* [EXERCISE BRIEF] Arrange every line of the listing below as a Markdown table with two columns, Row and Line. Number the rows in order and leave out any blank lines.

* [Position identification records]

## BEGIN

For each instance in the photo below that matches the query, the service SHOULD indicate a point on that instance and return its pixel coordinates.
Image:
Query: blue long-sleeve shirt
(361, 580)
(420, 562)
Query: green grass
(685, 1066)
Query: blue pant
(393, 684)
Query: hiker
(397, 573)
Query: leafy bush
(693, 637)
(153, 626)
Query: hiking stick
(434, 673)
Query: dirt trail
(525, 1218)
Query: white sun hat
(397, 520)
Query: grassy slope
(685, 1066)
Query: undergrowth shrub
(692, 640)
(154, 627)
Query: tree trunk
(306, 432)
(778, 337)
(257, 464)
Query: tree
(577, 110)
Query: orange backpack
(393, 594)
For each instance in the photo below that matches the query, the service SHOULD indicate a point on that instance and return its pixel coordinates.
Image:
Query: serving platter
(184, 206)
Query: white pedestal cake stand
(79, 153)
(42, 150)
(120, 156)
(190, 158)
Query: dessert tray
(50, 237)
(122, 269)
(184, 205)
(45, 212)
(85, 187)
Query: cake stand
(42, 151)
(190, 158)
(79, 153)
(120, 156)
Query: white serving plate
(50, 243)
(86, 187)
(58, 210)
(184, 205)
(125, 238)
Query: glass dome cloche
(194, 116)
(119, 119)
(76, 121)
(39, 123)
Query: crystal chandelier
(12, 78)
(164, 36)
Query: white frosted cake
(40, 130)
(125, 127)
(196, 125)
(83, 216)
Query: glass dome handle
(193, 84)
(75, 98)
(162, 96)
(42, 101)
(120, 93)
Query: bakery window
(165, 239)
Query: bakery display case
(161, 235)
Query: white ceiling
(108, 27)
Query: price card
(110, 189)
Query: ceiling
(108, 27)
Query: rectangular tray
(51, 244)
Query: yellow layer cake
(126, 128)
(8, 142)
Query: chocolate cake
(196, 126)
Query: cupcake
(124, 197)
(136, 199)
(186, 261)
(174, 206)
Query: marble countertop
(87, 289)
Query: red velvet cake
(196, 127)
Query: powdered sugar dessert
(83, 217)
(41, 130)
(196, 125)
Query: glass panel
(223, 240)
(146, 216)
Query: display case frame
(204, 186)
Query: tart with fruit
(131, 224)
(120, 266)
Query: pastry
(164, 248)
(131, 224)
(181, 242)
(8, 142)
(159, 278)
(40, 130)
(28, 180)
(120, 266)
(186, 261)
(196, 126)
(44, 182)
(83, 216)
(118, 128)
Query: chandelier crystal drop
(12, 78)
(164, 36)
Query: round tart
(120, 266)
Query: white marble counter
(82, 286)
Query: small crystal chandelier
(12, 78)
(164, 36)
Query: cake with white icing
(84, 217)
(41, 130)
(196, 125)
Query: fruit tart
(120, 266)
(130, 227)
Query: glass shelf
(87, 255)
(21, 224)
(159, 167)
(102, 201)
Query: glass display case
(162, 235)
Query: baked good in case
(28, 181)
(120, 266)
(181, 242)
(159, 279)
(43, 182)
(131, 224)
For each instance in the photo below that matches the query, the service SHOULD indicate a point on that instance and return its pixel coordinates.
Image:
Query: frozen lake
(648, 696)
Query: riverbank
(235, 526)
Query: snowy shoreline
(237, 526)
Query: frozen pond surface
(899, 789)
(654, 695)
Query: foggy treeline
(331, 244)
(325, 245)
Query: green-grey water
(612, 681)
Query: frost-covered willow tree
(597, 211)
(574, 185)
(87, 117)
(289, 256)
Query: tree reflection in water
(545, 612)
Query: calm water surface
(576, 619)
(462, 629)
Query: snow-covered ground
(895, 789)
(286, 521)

## END

* [THE REPLY]
| Row | Line |
|---|---|
| 1 | For each instance in the photo below that matches the query, the service SHOULD indicate a point on that instance and return its pixel coordinates. |
| 2 | Image: |
| 3 | Query: blue long-sleeve shirt |
| 4 | (361, 580) |
| 5 | (420, 562) |
| 6 | Query: green grass |
| 7 | (685, 1066) |
| 8 | Query: blue pant |
| 9 | (393, 684) |
| 10 | Query: hiker |
| 11 | (397, 573) |
| 12 | Query: leafy bush |
| 13 | (693, 637) |
| 14 | (153, 626) |
| 15 | Query: hiking stick |
| 16 | (434, 673) |
| 17 | Query: dirt trail |
| 18 | (525, 1218) |
| 19 | Query: white sun hat |
| 20 | (397, 520) |
| 21 | Query: grassy slope |
| 22 | (685, 1066) |
| 23 | Query: undergrowth shrub |
| 24 | (692, 640) |
| 25 | (154, 627) |
| 26 | Query: tree trunk |
| 27 | (306, 432) |
| 28 | (778, 337) |
| 29 | (257, 464) |
| 30 | Query: tree |
| 31 | (577, 110) |
| 32 | Query: orange backpack |
| 33 | (393, 594) |
| 34 | For each instance in the photo below that matches the query, the service SHOULD indicate a point on that instance and return its pixel coordinates. |
| 35 | Image: |
| 36 | Query: serving platter |
| 37 | (184, 206) |
| 38 | Query: white pedestal cake stand |
| 39 | (79, 153) |
| 40 | (42, 150) |
| 41 | (120, 156) |
| 42 | (190, 158) |
| 43 | Query: dessert tray |
| 44 | (50, 237) |
| 45 | (122, 269) |
| 46 | (184, 205) |
| 47 | (45, 212) |
| 48 | (85, 187) |
| 49 | Query: cake stand |
| 50 | (42, 151) |
| 51 | (190, 158) |
| 52 | (79, 153) |
| 53 | (120, 156) |
| 54 | Query: white serving plate |
| 55 | (50, 243) |
| 56 | (86, 187) |
| 57 | (58, 210) |
| 58 | (184, 205) |
| 59 | (125, 238) |
| 60 | Query: glass dome cloche |
| 61 | (194, 116) |
| 62 | (119, 119) |
| 63 | (76, 121) |
| 64 | (39, 123) |
| 65 | Query: crystal chandelier |
| 66 | (12, 78) |
| 67 | (164, 36) |
| 68 | Query: white frosted cake |
| 69 | (40, 130) |
| 70 | (125, 127) |
| 71 | (196, 125) |
| 72 | (83, 216) |
| 73 | Query: glass dome handle |
| 74 | (193, 84) |
| 75 | (75, 98) |
| 76 | (162, 96) |
| 77 | (42, 101) |
| 78 | (120, 93) |
| 79 | Query: bakery window |
| 80 | (165, 239) |
| 81 | Query: bakery display case |
| 82 | (161, 235) |
| 83 | Query: white ceiling |
| 84 | (108, 27) |
| 85 | Query: price card |
| 86 | (110, 189) |
| 87 | Query: ceiling |
| 88 | (108, 27) |
| 89 | Query: rectangular tray |
| 90 | (51, 244) |
| 91 | Query: yellow layer cake |
| 92 | (126, 128) |
| 93 | (8, 142) |
| 94 | Query: chocolate cake |
| 95 | (196, 126) |
| 96 | Query: cupcake |
| 97 | (124, 197) |
| 98 | (136, 199) |
| 99 | (186, 261) |
| 100 | (174, 206) |
| 101 | Query: marble countertop |
| 102 | (87, 289) |
| 103 | Query: red velvet cake |
| 104 | (196, 127) |
| 105 | Query: powdered sugar dessert |
| 106 | (83, 217) |
| 107 | (41, 130) |
| 108 | (196, 125) |
| 109 | Query: glass panel |
| 110 | (223, 240) |
| 111 | (146, 216) |
| 112 | Query: display case frame |
| 113 | (204, 186) |
| 114 | Query: tart with fruit |
| 115 | (131, 224) |
| 116 | (120, 266) |
| 117 | Query: pastry |
| 118 | (164, 248) |
| 119 | (131, 224) |
| 120 | (181, 242) |
| 121 | (8, 142) |
| 122 | (159, 278) |
| 123 | (40, 130) |
| 124 | (28, 180) |
| 125 | (120, 266) |
| 126 | (186, 261) |
| 127 | (196, 126) |
| 128 | (44, 182) |
| 129 | (83, 216) |
| 130 | (118, 128) |
| 131 | Query: chandelier crystal drop |
| 132 | (12, 78) |
| 133 | (164, 36) |
| 134 | Query: round tart |
| 135 | (120, 266) |
| 136 | Query: white marble counter |
| 137 | (82, 286) |
| 138 | Query: small crystal chandelier |
| 139 | (12, 78) |
| 140 | (164, 36) |
| 141 | Query: cake with white icing |
| 142 | (84, 217) |
| 143 | (41, 130) |
| 144 | (196, 125) |
| 145 | Query: fruit tart |
| 146 | (120, 266) |
| 147 | (130, 227) |
| 148 | Query: glass shelf |
| 149 | (87, 255) |
| 150 | (21, 224) |
| 151 | (159, 167) |
| 152 | (102, 201) |
| 153 | Query: glass display case |
| 154 | (162, 235) |
| 155 | Query: baked good in case |
| 156 | (28, 181) |
| 157 | (120, 266) |
| 158 | (181, 242) |
| 159 | (159, 279) |
| 160 | (43, 182) |
| 161 | (131, 224) |
| 162 | For each instance in the photo below that matches the query, the service SHOULD indicate a point on that instance and return its pixel coordinates. |
| 163 | Image: |
| 164 | Query: frozen lake |
| 165 | (648, 696) |
| 166 | Query: riverbank |
| 167 | (235, 526) |
| 168 | Query: snowy shoreline |
| 169 | (237, 526) |
| 170 | Query: frozen pond surface |
| 171 | (899, 789) |
| 172 | (654, 695) |
| 173 | Query: foggy treeline |
| 174 | (331, 244) |
| 175 | (325, 245) |
| 176 | Query: green-grey water |
| 177 | (612, 681) |
| 178 | Query: frost-covered willow tree |
| 179 | (597, 211) |
| 180 | (574, 185) |
| 181 | (87, 117) |
| 182 | (289, 256) |
| 183 | Query: tree reflection in water |
| 184 | (545, 612) |
| 185 | Query: calm water surface |
| 186 | (576, 619) |
| 187 | (462, 629) |
| 188 | Query: snow-covered ground |
| 189 | (895, 789) |
| 190 | (286, 521) |